* _PASSAGE PROVIDED_:
________________________________________

Spoiler: warning bad art


----------



## Legendary Sidekick (Sep 24, 2015)

So we can expect the next one in 2017?

Seriously, I love the progression. Not "bad art"—the spoiler tag lied. She's recognizable as the same person, and it's good to see your facial features are consistent now (from 2013-2015). Of course, there is still progression, particularly noticeable in the clothing. I love the detail on her outfit!


----------



## Nimue (Sep 24, 2015)

Aye, or the curse will fall upon me. 

I do really like the drawing I started in 2013, but ended up leaving it unfinished for a couple of reasons: it was a full-body shot + landscape background, which was a little too much for me to chew, and I really couldn't get her armor to look decent.  A case of holding on to old bad design for too long, I think:  goodbye giant cleavage window and pointy pieces of metal in strange places.  Hello something somebody could actually move and fight in, maybe?  Or just headshots forever, lol.

I haven't made a whole lot of progress in my art in the past couple of years--2013 was the year I graduated and I did have more free-time then (and more stress! Both lead to doodling.)  And that is kind of discouraging, but something I can't complain about.  If I don't draw, I'm not going to get anywhere, obviously.


----------



## Tom (Sep 25, 2015)

Nimue said:


> If I don't draw, I'm not going to get anywhere, obviously.



That's what I keep telling myself. But my self is tired, and it doesn't want to do art.


----------



## Nimue (Sep 25, 2015)

Yourself needs sleep, and art is a little further up in the survival hierarchy, so don't feel bad about that.


----------



## Mindfire (Sep 27, 2015)

You're incredibly talented! Do you do commissions?


----------



## Nimue (Sep 27, 2015)

Ah, not really, I did some small commissions a few years ago, like this one and this one (characters not mine) but overall found that I'm not really professional or quick enough to feel good about offering commissions!  I do love drawing other people's characters, but I've done that mostly as gifts over the years.

________________________________________

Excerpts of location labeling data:
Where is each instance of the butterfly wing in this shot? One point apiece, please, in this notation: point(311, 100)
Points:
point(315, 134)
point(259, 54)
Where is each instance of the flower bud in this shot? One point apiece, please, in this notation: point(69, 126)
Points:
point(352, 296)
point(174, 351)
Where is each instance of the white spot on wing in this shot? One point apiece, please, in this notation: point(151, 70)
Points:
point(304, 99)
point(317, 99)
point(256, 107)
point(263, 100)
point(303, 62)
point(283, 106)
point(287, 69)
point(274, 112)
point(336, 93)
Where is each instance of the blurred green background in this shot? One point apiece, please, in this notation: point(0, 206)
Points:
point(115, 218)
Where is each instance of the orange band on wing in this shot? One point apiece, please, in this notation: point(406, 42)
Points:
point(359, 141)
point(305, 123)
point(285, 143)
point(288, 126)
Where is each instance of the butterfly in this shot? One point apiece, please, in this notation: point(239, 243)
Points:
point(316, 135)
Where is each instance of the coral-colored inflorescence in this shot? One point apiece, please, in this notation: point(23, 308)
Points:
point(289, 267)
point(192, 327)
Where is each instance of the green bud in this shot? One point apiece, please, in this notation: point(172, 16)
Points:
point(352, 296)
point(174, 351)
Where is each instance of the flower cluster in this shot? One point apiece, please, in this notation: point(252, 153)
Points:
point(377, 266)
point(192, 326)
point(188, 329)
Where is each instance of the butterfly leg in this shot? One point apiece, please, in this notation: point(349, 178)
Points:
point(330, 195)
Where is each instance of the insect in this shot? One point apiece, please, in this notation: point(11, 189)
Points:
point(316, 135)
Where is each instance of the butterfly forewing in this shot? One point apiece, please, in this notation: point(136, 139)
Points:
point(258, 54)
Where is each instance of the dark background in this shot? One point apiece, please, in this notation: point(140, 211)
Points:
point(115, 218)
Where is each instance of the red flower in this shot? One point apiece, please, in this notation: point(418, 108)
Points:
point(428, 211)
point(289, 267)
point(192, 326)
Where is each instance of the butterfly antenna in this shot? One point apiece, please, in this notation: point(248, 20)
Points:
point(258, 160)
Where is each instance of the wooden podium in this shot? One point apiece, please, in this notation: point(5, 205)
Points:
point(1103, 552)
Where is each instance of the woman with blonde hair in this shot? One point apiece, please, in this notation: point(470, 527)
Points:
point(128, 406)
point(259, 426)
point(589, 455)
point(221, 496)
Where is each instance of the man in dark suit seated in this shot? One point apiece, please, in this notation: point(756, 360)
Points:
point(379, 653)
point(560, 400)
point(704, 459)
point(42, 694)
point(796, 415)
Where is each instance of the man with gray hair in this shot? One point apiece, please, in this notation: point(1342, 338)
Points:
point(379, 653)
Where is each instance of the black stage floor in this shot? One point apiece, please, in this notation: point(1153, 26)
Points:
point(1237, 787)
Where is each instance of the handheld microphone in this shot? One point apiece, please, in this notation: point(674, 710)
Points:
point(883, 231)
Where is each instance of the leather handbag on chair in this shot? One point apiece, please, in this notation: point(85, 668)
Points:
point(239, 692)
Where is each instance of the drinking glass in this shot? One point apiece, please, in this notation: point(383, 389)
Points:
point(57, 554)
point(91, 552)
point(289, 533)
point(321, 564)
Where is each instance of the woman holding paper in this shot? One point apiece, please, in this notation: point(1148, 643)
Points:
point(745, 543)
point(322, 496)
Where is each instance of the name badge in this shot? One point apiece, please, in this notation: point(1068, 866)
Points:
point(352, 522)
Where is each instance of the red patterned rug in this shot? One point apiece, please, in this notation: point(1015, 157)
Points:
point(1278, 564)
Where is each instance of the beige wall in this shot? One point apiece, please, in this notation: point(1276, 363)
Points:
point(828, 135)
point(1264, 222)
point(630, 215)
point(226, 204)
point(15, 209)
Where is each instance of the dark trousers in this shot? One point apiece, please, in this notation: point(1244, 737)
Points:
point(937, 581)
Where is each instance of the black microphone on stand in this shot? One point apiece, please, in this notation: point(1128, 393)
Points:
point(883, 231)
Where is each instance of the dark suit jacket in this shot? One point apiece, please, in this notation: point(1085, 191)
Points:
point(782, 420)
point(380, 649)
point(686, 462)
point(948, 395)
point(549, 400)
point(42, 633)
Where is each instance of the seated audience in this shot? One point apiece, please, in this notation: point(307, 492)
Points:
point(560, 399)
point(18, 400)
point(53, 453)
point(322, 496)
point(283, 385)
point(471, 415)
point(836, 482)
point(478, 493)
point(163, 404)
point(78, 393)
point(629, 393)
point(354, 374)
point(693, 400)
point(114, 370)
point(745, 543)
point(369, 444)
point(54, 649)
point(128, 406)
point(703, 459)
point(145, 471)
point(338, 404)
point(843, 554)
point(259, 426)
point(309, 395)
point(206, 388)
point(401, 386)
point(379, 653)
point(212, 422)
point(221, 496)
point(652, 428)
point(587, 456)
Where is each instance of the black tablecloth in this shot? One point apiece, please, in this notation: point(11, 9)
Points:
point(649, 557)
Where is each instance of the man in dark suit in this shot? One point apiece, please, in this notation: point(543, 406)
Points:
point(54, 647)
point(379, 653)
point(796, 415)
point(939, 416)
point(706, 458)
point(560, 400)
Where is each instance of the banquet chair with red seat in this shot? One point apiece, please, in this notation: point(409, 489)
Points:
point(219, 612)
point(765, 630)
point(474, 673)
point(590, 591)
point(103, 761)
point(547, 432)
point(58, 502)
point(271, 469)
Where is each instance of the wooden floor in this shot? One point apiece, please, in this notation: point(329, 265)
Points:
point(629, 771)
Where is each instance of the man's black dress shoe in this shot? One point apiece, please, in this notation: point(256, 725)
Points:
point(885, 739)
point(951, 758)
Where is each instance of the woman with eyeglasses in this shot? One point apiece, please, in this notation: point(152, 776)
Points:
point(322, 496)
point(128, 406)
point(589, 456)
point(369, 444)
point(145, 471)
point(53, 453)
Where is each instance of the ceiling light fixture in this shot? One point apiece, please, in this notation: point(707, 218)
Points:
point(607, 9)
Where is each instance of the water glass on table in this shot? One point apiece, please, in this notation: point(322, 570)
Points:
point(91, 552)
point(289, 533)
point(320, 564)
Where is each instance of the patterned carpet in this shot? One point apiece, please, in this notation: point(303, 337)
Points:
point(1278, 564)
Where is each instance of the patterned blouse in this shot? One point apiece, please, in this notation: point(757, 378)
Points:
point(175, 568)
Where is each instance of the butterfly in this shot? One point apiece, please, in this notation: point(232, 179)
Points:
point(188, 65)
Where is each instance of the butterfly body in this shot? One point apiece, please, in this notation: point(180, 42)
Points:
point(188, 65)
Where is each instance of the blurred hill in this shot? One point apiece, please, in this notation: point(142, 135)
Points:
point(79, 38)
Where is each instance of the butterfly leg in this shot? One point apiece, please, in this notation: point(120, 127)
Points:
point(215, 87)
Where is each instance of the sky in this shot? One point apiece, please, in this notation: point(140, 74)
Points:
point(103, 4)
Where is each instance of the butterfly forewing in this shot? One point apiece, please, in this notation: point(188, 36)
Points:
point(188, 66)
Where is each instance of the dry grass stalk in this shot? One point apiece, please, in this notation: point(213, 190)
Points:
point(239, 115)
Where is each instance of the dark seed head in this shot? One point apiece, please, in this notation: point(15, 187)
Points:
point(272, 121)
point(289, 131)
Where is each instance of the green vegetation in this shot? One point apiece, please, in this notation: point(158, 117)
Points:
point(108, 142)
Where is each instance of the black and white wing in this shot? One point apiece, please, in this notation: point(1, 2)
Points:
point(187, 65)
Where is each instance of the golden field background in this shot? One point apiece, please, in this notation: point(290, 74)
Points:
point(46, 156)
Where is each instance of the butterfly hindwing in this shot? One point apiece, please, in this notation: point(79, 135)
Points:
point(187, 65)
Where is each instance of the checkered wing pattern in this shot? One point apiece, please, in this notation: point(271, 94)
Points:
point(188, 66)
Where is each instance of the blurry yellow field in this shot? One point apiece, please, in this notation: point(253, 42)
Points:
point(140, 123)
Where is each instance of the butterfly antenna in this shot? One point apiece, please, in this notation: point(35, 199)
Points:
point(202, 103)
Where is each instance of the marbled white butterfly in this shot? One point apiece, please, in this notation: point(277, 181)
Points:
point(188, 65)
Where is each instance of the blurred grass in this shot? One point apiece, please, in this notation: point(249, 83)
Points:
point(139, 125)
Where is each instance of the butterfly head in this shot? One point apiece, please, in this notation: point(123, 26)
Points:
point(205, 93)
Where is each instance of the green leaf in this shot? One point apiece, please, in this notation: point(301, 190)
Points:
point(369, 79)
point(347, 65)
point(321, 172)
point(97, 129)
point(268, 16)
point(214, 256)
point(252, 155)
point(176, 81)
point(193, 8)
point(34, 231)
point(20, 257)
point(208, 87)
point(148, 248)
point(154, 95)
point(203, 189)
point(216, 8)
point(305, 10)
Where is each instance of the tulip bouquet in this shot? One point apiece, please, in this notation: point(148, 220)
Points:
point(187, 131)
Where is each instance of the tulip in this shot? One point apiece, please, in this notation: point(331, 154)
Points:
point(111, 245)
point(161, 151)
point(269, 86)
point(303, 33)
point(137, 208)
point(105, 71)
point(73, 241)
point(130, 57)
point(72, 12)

________________________________________

* _WHAT IS ASKED_:
**a)** Translate this sentence from the forum thread into Spanish: "I do love drawing other people's characters, but I've done that mostly as gifts over the years."
**b)** Answer these questions from the forum thread:
(i) In what year did Nimue graduate?
(ii) According to Legendary Sidekick, where is the progression most noticeable?
(iii) What two features of the drawing Nimue started in 2013 made it too much to chew?
Base your answers only on the forum thread.

* _ANSWERS BELOW_:
**a)** Me encanta dibujar los personajes de otras personas, pero lo he hecho sobre todo como regalos a lo largo de los años.

**b)**
(i) 2013
(ii) In the clothing
(iii) It was a full-body shot and had a landscape background.